Your objective: Please find each line in the entries below that contains the string "item", and copy those lines.

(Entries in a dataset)
----

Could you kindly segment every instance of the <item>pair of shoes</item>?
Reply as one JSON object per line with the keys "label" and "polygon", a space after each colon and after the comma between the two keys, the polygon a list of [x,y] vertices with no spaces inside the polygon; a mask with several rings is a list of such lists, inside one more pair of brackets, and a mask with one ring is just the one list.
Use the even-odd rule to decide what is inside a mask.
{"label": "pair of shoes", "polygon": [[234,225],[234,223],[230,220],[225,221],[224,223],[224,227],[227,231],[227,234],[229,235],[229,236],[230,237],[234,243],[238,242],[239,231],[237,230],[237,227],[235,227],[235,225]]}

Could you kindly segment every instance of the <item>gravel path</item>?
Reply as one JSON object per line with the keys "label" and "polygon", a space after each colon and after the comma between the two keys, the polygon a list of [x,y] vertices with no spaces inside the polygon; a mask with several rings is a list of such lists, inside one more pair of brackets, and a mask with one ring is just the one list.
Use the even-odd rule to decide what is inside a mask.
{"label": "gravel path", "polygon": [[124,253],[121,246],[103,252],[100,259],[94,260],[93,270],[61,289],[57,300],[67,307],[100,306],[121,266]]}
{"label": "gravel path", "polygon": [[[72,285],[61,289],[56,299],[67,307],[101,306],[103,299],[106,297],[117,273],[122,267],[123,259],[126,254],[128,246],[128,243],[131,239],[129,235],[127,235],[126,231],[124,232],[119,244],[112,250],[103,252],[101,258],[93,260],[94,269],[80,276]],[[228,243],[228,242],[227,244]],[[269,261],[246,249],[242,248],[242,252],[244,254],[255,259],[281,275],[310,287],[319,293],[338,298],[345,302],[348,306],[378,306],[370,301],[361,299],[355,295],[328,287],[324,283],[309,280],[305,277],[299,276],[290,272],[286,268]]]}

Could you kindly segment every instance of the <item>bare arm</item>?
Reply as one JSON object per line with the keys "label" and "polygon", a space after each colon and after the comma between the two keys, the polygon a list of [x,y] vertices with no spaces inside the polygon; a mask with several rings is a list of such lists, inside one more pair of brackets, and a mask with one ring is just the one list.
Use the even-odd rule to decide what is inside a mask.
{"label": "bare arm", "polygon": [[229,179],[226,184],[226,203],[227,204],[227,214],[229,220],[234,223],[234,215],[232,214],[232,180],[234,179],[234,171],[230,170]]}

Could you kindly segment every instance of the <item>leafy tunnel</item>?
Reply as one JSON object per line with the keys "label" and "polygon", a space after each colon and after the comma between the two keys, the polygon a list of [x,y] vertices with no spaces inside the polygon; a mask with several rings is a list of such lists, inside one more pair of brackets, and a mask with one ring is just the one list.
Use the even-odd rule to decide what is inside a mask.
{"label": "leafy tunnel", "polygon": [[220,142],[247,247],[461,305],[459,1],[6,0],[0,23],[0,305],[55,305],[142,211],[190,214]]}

----

Solution to the problem:
Could you kindly segment every instance of the <item>pair of shoes</item>?
Could you kindly segment every instance of the <item>gravel path</item>?
Could you kindly segment every instance of the <item>bare arm</item>?
Could you kindly segment every instance of the <item>leafy tunnel</item>?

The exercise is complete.